-- START EXERCISE MATERIAL --
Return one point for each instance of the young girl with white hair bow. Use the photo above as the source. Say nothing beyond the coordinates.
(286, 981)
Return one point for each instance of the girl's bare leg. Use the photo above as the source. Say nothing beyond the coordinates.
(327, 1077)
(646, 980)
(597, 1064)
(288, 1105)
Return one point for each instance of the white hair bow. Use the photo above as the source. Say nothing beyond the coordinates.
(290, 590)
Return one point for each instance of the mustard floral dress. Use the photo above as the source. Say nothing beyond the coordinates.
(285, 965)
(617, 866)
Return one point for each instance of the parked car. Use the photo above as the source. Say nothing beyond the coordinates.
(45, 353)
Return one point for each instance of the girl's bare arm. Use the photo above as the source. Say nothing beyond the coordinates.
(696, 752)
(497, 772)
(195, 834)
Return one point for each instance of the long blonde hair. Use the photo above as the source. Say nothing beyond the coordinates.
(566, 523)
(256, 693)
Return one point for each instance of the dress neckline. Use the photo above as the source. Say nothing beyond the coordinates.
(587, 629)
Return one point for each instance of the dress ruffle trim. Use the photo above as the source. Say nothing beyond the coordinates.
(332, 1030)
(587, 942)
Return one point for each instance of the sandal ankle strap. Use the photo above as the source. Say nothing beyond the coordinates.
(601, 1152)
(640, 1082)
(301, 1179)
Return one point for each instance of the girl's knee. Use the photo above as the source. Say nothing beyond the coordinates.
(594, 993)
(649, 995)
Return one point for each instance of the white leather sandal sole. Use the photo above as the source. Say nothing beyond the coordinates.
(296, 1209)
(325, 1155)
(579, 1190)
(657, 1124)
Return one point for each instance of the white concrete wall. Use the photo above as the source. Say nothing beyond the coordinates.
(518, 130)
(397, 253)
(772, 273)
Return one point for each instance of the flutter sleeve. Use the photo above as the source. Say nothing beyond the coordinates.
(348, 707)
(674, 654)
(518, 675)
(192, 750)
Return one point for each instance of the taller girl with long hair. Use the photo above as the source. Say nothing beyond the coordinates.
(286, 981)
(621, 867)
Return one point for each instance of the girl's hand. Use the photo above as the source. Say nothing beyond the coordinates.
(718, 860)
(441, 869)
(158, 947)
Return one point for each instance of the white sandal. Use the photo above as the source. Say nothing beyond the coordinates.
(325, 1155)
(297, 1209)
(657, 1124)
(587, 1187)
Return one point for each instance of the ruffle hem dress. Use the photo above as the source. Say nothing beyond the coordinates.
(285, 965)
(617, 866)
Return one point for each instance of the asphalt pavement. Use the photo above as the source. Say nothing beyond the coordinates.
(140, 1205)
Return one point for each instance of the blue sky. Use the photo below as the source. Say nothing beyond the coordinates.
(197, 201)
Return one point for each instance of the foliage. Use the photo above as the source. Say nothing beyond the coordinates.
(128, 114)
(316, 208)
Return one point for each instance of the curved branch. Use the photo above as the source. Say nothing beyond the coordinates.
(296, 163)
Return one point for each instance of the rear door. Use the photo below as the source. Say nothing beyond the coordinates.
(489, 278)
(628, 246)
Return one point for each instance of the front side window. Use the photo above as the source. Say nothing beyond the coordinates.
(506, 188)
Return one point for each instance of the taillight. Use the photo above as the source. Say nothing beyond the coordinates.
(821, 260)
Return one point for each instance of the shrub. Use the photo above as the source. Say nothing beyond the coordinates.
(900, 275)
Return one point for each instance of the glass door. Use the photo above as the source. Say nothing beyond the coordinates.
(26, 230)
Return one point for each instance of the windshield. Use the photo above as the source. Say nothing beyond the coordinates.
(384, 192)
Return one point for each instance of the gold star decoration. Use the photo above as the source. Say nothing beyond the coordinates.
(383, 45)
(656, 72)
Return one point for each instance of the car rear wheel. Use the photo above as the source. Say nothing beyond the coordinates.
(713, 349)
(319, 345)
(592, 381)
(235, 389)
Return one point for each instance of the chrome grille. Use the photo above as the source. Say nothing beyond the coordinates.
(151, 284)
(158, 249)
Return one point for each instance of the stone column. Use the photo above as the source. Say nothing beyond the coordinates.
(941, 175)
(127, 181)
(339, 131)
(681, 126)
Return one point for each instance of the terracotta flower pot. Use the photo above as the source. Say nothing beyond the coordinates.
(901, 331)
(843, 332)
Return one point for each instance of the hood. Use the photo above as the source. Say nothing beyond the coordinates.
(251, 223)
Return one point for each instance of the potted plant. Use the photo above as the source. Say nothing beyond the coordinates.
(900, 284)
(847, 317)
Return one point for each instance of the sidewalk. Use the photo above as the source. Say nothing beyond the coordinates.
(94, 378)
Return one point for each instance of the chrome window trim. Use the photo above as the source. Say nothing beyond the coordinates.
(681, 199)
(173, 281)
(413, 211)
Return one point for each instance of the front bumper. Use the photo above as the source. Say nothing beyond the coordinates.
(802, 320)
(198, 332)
-- END EXERCISE MATERIAL --
**WHAT THE TASK ASKS:** Could you write out the lines again, starting at the line containing "Return one point for each instance of the girl's bare arm." and ending at the line containing "(140, 1205)", with both of those lines included? Keep every request line unchanged and shift each coordinate number up by 75.

**WRITTEN ANSWER:**
Return one point for each instance of the girl's bare arm. Use the photo above as the source. Say nothing beyond the coordinates.
(771, 827)
(572, 847)
(270, 909)
Return one point for each instance of the long blonde hair. Use the photo above as the source. Say nothing beyond the coordinates.
(641, 598)
(331, 768)
Return one point for each instance of the dress neckline. Use the photo above as the source. Say nothing beyond the coordinates.
(662, 704)
Return one point for each instance of the dress ruffle trim. Use the photo above as the source. Say nothing beyond the coordinates.
(407, 1105)
(662, 1017)
Return one point for each instance of the sandal ankle strap. Use the photo above as the source. Say nothing beyond the coordinates.
(676, 1227)
(715, 1157)
(376, 1254)
Return one point for each instance of the girl's knee. Use the photo above as the source. Say nothing beyond the coordinates.
(669, 1068)
(724, 1070)
Return one point for each instance of the white leather sandal sole. Use the photo above as the source. Say nothing beyond the coordinates.
(371, 1284)
(400, 1230)
(654, 1265)
(732, 1199)
Return one point for each instance of the white concrete wall. Use the photo above as the source. Say nothing beyond the coordinates.
(593, 205)
(472, 328)
(847, 348)
Return one point for each instance of the flutter sleeve. Use the photo above as the source. Say nothing beyond the coordinates.
(423, 782)
(749, 729)
(593, 750)
(267, 825)
Return one point for each instance of the taller girl with long hair. Use the photo above as the source. Say nothing beyond the coordinates.
(361, 1056)
(696, 942)
Return one point for each instance of the girl's hand. Use the photo above as the source. Say nothing beyond the coordinates.
(793, 935)
(516, 944)
(233, 1022)
Return one point for each instance of the white sandal. Use the photo above as the source. Say nothing beyond the coordinates.
(400, 1230)
(372, 1284)
(732, 1199)
(662, 1262)
Return one point for each instance of the ruffle hem dress. Use the photo above as the source. Say nothing beyond the coordinates.
(360, 1040)
(692, 941)
Return one point for each instance of the asphalt pavement. Use the photo above as the source. Say nothing beyond the coordinates.
(215, 1280)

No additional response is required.